• Trecho fornecido:
━━━━━━

2-      Estudar na federal exigiria dedicação integral, Marcelo teria que ir morar na capital e subsidiar alimentação, material didático, entre outros. Custo médio mensal, 4 salários mínimos mensais.
                A família se uniu e contrariou a matemática, resolveram se mudar para a capital para viabilizarem os estudos de Marcelo que logo perdeu contato com Paulo que optou por estudar na universidade particular por ficar mais próximo da família.
               

                Dez anos se passaram e os amigos se reencontraram num hospital da capital e num café contaram um ao outro as suas trajetórias até aquele dia. Paulo falou dos desafios e noites acordadas estudando e o quanto sentiu falta do amigo. Marcelo, por sua vez contou dos desafios do primeiro ano de medicina e sua frustração ao ter que abandonar o curso quando o pai ficou desempregado e ele precisou assumir as contas da casa ao lado da mãe para manter a dignidade da família. Falou que estava tranquilo e compreendia todo o esforço do pai que havia falecido a dois anos de “tristeza”.

━━━━━━

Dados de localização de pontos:
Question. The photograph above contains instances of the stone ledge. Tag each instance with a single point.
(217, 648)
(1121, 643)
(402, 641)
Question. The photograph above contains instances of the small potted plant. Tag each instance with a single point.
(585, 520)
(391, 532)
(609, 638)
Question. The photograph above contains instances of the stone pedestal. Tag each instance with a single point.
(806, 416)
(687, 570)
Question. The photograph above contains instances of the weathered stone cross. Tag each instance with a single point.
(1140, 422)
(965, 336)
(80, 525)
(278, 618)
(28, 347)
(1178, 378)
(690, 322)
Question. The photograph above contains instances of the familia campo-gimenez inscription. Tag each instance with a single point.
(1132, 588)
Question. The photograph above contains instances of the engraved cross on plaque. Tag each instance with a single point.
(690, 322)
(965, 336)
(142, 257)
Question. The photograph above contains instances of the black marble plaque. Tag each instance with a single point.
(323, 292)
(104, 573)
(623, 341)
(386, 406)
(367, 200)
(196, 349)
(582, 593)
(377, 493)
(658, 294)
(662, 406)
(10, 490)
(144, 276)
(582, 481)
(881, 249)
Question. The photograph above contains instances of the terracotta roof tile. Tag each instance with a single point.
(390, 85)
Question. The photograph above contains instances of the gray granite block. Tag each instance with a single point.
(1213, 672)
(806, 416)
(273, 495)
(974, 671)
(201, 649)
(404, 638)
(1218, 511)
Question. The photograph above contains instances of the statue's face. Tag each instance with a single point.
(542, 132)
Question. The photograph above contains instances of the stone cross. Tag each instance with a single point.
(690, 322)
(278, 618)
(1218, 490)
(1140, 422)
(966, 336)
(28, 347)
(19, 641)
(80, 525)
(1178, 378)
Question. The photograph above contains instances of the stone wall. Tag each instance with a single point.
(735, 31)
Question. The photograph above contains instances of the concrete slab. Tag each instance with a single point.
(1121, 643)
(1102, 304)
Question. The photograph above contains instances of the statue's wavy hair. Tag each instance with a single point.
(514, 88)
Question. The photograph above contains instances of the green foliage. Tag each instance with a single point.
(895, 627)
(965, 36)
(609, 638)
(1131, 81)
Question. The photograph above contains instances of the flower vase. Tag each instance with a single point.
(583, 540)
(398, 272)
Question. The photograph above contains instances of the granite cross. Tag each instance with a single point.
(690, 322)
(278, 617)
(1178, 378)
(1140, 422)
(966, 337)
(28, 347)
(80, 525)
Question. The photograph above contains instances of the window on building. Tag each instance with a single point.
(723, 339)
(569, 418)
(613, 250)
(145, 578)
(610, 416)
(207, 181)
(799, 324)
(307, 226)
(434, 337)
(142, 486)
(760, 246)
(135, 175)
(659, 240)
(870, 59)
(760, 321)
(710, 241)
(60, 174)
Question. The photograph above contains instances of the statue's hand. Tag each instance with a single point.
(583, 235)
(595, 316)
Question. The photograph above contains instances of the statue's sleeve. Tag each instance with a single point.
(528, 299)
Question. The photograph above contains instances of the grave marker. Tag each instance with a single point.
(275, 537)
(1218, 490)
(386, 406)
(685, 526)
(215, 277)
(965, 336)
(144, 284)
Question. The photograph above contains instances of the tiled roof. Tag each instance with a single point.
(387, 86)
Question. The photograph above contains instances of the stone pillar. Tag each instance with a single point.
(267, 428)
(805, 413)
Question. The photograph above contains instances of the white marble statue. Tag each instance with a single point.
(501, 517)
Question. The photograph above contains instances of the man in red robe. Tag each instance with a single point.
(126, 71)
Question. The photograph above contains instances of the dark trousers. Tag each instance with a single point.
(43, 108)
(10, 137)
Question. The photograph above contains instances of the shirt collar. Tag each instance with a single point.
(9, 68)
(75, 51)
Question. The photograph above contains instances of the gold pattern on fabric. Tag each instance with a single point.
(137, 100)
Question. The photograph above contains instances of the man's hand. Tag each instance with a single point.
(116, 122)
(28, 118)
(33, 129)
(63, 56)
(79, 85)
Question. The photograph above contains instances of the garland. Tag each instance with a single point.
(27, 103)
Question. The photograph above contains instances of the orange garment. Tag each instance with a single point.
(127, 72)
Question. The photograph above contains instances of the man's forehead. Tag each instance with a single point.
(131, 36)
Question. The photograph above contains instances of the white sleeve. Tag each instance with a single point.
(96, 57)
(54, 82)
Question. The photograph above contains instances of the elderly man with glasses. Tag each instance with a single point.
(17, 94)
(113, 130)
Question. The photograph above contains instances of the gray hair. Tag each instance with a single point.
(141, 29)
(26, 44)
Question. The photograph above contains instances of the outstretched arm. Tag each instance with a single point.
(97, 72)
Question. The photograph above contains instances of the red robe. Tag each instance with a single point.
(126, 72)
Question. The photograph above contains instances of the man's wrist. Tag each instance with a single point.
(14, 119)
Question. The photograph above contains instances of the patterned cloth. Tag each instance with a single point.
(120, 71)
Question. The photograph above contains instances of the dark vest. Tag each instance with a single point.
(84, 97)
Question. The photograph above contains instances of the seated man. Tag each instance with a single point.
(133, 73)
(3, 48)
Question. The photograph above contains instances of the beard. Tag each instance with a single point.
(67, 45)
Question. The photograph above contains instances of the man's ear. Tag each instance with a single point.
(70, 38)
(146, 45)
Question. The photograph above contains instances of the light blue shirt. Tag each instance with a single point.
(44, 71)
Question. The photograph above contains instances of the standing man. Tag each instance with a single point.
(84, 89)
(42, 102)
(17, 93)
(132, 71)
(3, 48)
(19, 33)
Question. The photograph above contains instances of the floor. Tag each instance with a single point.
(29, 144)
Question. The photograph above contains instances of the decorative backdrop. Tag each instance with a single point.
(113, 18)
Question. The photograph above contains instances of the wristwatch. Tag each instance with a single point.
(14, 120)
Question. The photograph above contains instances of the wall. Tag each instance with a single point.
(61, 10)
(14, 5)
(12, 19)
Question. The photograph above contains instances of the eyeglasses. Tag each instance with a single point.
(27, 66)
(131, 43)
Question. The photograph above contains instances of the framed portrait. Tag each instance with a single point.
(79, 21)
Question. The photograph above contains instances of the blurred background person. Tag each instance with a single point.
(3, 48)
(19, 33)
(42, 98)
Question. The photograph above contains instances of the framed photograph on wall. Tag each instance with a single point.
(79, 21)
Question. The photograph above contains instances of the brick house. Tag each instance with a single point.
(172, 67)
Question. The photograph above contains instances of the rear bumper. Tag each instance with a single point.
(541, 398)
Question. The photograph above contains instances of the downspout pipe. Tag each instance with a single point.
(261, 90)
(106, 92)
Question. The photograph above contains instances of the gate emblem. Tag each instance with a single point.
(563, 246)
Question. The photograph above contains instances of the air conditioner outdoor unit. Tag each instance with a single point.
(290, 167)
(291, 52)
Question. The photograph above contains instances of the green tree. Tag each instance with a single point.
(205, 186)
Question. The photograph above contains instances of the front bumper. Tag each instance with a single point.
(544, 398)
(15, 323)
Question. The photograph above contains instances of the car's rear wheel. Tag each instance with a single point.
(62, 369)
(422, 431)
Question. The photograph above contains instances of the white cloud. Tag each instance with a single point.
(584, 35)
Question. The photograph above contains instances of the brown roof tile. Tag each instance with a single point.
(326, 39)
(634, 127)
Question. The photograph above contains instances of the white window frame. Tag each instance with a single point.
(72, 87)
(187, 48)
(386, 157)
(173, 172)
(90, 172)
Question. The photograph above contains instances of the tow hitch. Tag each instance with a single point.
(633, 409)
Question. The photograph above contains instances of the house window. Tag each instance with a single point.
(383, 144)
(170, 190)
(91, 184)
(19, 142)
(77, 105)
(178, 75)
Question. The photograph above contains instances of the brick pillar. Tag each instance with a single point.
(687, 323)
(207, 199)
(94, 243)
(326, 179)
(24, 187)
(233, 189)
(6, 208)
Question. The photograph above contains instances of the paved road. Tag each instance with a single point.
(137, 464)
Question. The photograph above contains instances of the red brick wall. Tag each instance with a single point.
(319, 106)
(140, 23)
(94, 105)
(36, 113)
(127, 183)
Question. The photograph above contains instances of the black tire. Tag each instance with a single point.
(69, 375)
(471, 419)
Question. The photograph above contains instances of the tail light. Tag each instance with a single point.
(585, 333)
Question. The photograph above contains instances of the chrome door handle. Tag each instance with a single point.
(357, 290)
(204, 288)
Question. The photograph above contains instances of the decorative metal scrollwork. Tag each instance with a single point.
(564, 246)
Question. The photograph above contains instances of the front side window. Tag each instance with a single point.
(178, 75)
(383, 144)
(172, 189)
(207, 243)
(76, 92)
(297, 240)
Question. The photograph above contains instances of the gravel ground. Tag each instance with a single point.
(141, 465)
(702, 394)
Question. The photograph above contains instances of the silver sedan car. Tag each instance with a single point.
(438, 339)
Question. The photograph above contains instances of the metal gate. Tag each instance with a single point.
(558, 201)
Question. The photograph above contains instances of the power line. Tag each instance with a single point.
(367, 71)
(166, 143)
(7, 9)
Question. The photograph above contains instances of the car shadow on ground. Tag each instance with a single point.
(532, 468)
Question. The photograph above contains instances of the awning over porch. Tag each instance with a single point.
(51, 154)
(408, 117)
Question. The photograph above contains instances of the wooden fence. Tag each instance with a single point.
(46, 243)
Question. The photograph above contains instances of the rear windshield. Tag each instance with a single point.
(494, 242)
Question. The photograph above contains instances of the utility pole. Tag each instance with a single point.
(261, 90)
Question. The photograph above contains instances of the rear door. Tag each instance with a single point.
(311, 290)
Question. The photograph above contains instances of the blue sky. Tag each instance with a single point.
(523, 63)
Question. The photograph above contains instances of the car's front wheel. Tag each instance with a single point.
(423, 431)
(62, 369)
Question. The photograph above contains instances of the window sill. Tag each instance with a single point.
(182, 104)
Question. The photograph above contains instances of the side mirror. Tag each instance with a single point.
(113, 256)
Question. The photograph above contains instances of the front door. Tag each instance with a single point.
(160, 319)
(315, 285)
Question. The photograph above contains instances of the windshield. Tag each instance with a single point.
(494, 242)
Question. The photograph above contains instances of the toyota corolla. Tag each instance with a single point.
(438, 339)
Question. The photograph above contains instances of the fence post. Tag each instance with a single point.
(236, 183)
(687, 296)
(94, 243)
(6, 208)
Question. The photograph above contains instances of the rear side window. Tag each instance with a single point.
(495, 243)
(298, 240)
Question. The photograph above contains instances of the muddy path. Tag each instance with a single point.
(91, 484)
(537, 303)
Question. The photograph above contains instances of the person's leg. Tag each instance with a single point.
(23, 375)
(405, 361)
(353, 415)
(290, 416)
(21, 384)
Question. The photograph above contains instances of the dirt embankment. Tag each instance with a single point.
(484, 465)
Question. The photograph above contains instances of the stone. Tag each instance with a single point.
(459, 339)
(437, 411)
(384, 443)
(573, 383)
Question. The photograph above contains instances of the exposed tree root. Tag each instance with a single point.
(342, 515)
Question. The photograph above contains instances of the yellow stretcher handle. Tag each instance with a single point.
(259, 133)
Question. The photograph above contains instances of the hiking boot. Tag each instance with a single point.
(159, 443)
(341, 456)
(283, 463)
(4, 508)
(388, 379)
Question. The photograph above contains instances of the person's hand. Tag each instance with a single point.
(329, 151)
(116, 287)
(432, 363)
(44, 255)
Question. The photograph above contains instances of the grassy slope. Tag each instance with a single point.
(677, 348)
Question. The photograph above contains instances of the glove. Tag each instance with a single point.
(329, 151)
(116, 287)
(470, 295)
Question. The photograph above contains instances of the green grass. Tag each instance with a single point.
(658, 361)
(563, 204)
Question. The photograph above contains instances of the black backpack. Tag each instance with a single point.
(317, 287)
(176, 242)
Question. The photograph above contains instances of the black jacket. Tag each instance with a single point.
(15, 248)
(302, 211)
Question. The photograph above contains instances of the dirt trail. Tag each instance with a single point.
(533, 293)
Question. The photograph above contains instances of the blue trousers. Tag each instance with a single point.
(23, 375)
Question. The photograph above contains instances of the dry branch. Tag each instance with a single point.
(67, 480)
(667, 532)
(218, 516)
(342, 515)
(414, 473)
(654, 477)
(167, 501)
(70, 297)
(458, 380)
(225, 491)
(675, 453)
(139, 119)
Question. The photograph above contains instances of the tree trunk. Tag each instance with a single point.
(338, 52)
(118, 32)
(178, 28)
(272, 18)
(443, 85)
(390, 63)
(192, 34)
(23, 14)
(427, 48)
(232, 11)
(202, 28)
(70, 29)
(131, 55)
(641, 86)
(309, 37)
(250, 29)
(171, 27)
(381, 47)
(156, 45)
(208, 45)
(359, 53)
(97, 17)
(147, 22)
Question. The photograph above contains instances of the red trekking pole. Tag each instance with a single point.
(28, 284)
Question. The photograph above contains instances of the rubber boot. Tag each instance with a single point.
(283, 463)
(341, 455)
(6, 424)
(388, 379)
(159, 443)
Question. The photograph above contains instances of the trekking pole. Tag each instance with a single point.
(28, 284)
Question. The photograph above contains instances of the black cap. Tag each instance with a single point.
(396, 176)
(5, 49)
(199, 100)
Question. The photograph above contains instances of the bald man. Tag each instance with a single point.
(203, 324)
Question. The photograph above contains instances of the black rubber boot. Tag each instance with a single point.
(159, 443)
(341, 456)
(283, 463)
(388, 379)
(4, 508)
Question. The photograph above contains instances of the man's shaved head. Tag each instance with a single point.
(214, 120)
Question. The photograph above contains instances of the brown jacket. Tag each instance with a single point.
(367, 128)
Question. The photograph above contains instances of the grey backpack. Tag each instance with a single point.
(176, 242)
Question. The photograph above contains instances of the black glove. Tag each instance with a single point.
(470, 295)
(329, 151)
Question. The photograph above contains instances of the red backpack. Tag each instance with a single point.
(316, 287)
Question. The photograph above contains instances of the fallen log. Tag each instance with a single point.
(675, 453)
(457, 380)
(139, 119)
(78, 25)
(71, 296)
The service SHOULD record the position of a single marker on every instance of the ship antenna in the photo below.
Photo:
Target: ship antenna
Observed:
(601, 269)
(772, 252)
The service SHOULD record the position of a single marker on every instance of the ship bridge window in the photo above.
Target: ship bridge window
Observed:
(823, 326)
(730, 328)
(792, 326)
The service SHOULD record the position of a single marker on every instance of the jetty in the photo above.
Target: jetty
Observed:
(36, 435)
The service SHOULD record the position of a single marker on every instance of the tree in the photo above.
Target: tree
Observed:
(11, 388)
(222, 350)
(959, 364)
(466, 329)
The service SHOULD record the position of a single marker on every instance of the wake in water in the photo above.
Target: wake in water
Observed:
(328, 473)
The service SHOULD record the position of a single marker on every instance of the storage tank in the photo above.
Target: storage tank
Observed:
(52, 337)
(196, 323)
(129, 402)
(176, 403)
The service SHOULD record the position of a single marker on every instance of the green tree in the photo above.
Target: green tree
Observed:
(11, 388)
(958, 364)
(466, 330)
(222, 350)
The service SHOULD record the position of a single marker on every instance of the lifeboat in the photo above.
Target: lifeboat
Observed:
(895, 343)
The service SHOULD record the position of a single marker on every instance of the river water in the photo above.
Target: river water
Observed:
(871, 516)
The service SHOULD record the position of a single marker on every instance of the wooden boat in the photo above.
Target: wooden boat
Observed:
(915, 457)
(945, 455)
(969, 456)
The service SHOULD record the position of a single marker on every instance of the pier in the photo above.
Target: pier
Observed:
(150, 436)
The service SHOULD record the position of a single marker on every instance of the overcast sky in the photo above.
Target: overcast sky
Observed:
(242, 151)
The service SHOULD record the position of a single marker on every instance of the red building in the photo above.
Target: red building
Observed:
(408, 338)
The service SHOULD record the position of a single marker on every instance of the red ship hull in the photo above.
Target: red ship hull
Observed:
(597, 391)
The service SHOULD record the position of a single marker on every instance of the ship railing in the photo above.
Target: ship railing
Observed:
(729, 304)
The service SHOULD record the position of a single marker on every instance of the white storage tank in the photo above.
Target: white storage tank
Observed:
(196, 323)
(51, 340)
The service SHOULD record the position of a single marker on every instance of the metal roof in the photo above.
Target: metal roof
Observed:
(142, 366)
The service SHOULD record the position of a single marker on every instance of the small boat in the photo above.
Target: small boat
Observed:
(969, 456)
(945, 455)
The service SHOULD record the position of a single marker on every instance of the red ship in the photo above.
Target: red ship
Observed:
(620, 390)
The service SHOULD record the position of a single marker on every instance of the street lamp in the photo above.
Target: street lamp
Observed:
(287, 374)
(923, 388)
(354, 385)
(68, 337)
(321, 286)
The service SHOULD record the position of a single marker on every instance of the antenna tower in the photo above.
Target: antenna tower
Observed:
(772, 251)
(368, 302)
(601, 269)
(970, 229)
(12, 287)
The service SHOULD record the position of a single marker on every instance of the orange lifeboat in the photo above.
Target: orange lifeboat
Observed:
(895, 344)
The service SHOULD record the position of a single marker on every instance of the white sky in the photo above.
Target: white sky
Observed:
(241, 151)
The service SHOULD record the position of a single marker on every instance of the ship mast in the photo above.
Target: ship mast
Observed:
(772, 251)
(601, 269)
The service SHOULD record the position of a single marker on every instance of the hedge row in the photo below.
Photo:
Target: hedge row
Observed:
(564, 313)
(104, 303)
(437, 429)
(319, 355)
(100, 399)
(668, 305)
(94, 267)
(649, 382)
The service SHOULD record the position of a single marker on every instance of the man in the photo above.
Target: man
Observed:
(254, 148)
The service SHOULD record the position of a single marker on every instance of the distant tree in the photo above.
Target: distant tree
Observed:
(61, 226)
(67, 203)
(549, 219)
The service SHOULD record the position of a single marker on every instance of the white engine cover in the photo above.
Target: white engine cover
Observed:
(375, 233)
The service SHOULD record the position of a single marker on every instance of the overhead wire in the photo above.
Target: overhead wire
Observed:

━━━━━━

• Tarefas a realizar:
• 1. De acordo com o relato sobre Marcelo e Paulo, qual seria o custo médio mensal de estudar na federal?
• 2. Transcreva do relato sobre Marcelo e Paulo o trecho que vai de "A família se" até "próximo da família.", inclusive.
• 3. Prossiga com o relato sobre Marcelo e Paulo a partir da última frase apresentada.

• Respostas por escrito:
• 1. Quatro salários mínimos mensais.

• 2.
A família se uniu e contrariou a matemática, resolveram se mudar para a capital para viabilizarem os estudos de Marcelo que logo perdeu contato com Paulo que optou por estudar na universidade particular por ficar mais próximo da família.

• 3.
                Despediram-se com o afeto de sempre, Paulo voltou às pressas para o bloco cirúrgico realizar uma cirurgia de urgência e Marcelo reassumiu seu turno na portaria do hospital, sem tristeza, sem qualquer ressentimento, apenas com a convicção de ter dado o máximo de si.
                Desafiar a matemática é fácil, difícil é vencer a lei da selva!